[PROVIDED RECORDS]:
================================
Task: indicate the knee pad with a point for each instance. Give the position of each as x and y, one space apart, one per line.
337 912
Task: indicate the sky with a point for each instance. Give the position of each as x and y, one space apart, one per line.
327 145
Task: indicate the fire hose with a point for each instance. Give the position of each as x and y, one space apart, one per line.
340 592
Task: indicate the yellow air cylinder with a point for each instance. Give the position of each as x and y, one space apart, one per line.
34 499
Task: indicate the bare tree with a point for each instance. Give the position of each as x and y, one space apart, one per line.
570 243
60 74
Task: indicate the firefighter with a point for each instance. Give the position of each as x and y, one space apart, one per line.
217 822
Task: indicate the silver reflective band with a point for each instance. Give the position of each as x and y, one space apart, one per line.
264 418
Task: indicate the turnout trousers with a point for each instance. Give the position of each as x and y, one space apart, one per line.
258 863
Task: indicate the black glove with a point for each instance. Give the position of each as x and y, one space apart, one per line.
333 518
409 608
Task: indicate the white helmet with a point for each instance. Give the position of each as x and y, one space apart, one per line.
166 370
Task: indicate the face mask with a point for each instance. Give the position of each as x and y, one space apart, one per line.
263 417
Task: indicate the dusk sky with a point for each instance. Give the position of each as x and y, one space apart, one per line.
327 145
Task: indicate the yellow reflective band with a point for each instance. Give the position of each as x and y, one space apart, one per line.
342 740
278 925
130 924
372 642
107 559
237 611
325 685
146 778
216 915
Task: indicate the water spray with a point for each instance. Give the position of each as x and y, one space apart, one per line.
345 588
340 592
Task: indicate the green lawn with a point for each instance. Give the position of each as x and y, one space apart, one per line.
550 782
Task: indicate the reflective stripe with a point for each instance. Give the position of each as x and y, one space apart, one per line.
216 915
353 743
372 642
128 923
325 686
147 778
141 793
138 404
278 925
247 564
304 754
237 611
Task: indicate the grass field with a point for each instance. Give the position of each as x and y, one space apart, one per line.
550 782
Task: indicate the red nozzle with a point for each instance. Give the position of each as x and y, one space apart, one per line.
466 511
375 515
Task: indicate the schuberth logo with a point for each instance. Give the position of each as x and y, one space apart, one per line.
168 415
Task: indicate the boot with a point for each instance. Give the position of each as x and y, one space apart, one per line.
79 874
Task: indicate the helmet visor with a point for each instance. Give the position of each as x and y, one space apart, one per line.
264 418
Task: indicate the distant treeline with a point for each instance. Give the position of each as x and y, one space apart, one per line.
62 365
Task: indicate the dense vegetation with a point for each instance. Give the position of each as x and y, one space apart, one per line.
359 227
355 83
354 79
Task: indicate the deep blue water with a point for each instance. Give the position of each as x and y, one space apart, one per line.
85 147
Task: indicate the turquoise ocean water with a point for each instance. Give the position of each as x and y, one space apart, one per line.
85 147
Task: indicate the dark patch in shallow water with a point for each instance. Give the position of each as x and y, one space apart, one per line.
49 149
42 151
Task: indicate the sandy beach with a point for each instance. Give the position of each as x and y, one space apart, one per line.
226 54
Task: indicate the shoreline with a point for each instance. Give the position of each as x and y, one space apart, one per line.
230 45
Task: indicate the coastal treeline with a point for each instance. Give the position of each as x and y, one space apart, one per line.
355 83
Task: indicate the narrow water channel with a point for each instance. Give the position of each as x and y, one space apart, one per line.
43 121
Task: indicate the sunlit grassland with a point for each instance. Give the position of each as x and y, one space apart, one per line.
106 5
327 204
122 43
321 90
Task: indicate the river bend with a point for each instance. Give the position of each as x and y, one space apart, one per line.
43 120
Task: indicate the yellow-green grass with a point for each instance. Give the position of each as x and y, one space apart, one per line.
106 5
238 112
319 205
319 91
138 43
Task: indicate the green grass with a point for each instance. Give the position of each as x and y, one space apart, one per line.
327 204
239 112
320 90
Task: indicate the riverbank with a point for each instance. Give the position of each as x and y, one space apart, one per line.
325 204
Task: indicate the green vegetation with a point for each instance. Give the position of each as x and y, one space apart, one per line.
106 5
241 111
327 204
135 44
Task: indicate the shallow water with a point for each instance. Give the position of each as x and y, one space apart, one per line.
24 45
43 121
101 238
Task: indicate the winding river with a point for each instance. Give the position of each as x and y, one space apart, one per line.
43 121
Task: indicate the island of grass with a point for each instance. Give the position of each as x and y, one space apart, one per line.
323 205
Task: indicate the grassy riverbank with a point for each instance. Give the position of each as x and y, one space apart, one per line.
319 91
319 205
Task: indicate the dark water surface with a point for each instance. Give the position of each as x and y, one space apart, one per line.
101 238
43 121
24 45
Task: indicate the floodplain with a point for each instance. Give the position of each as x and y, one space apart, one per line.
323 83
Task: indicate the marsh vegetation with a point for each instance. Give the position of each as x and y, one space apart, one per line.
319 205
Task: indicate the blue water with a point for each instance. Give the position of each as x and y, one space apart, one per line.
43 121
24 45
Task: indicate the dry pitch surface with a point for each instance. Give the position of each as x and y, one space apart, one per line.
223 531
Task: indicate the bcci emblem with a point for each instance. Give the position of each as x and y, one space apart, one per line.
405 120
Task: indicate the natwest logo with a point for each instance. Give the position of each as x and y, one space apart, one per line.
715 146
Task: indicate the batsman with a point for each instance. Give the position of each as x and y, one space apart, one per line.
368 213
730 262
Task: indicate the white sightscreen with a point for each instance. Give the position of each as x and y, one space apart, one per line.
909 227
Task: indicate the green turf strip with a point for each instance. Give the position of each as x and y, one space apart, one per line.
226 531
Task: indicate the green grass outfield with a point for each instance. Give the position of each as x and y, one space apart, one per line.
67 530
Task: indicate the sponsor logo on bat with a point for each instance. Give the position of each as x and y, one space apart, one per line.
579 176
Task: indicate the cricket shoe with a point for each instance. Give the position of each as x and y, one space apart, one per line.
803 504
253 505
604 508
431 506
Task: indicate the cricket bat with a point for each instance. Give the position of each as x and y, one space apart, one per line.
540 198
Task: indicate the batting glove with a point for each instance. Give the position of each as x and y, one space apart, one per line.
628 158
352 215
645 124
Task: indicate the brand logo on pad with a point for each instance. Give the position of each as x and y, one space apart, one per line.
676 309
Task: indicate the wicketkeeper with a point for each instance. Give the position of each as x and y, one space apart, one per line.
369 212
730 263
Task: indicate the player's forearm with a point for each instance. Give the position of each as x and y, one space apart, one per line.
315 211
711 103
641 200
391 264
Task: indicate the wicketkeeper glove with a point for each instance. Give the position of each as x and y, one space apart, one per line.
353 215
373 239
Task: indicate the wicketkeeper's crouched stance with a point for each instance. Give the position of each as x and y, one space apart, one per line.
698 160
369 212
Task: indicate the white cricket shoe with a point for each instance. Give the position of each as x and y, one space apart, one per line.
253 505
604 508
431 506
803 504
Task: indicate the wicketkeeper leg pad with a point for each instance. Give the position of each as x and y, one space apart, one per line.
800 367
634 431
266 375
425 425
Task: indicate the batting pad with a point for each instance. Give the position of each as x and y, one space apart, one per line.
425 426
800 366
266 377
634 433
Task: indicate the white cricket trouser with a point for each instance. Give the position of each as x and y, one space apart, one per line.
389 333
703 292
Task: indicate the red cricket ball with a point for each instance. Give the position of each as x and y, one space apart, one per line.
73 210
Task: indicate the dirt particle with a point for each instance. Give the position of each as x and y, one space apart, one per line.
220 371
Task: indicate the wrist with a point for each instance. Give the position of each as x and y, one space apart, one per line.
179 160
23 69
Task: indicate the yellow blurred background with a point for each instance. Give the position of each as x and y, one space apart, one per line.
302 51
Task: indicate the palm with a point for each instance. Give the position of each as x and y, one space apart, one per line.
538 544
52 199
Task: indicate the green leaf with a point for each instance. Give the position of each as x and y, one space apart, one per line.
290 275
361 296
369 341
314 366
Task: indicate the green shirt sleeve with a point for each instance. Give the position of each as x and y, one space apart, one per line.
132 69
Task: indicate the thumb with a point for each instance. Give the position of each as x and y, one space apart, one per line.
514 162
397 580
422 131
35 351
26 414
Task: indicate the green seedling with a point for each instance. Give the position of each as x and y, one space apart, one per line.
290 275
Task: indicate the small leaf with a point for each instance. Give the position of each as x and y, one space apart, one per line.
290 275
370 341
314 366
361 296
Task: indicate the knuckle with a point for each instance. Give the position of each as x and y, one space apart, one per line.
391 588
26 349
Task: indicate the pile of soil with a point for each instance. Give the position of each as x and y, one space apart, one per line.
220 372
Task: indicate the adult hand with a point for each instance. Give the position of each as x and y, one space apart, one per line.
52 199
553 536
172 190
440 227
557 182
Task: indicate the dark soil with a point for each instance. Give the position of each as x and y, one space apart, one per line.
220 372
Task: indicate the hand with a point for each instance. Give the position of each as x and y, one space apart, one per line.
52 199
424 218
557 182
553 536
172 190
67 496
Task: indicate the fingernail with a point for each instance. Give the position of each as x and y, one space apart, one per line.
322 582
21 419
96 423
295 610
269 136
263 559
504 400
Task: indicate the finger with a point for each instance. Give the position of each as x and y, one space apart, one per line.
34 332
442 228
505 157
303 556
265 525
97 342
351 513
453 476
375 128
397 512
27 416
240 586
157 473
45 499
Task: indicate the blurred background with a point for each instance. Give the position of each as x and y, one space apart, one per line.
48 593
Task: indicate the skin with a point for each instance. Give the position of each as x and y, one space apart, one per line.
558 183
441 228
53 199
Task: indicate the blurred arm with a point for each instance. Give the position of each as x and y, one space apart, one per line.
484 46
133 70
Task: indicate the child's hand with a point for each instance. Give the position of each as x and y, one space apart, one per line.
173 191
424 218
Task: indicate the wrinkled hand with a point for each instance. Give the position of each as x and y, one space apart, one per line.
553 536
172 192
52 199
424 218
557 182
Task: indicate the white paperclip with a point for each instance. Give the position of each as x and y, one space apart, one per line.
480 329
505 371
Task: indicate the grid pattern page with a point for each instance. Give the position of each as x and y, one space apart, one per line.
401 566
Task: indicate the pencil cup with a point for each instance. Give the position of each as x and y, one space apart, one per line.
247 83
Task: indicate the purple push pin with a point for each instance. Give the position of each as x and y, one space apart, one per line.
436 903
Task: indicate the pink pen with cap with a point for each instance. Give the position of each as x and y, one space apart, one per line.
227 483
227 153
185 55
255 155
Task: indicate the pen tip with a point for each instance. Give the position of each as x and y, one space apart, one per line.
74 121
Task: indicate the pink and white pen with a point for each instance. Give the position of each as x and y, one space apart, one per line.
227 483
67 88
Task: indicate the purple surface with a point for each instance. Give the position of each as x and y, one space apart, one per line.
================================
[THE TASK]: Return only the lines running from the line with "Task: indicate the fingernail" to the last line of the records, both included, exactly as written.

[FULL ANSWER]:
Task: indicate the fingernail with a point for each instance. Give the position of each as x and y, one space apart, one per line.
322 582
21 419
96 423
295 610
269 136
263 559
504 400
Task: indicate the finger with a point for each instance. Give the position of each as x and y, one space apart, one per line.
34 332
442 228
505 157
303 556
265 525
97 342
351 513
453 476
375 128
397 512
27 416
240 586
157 473
45 499
Task: indicate the blurred background with a point for each instance. Give the position of each as x and y, one space apart, one per line.
48 593
Task: indicate the skin with a point for each instance. Give the position of each as x and y, one space apart, one per line.
558 183
441 228
53 199
Task: indicate the blurred arm with a point for each instance. Give the position of each as x and y, one space apart, one per line.
484 46
133 70
Task: indicate the child's hand with a point for each instance. Give the position of each as x and y, one space apart, one per line.
173 191
424 218
Task: indicate the wrinkled hand with a point for each instance. Give the position of each as x and y, one space apart, one per line.
553 536
172 192
52 199
424 218
557 182
Task: indicate the white paperclip with a point for each instance. Give the position of each as x and y, one space apart, one per line.
480 329
505 371
Task: indicate the grid pattern page with a point for each instance. Give the position of each as x and y, one space apart, one per line.
401 566
Task: indicate the pencil cup with a point for each instance. Give the position of each as x and y, one space apart, one per line.
247 83
Task: indicate the purple push pin with a point for each instance. Give the position of each as x and y, one space apart, one per line.
436 903
Task: indicate the pink pen with cap with a point for each instance. Give the position of each as x and y, one space apart, one per line.
227 483
227 153
185 55
255 155
Task: indicate the pen tip with a point for each instance. Give the position of each as x and y, one space apart, one per line.
74 121
Task: indicate the pink and white pen with a point for each instance. Give the position of each as x and y, one space apart, one per line.
227 483
67 88
Task: indicate the purple surface with a point for each instance. Give the position of each as x and y, one space apart, one per line.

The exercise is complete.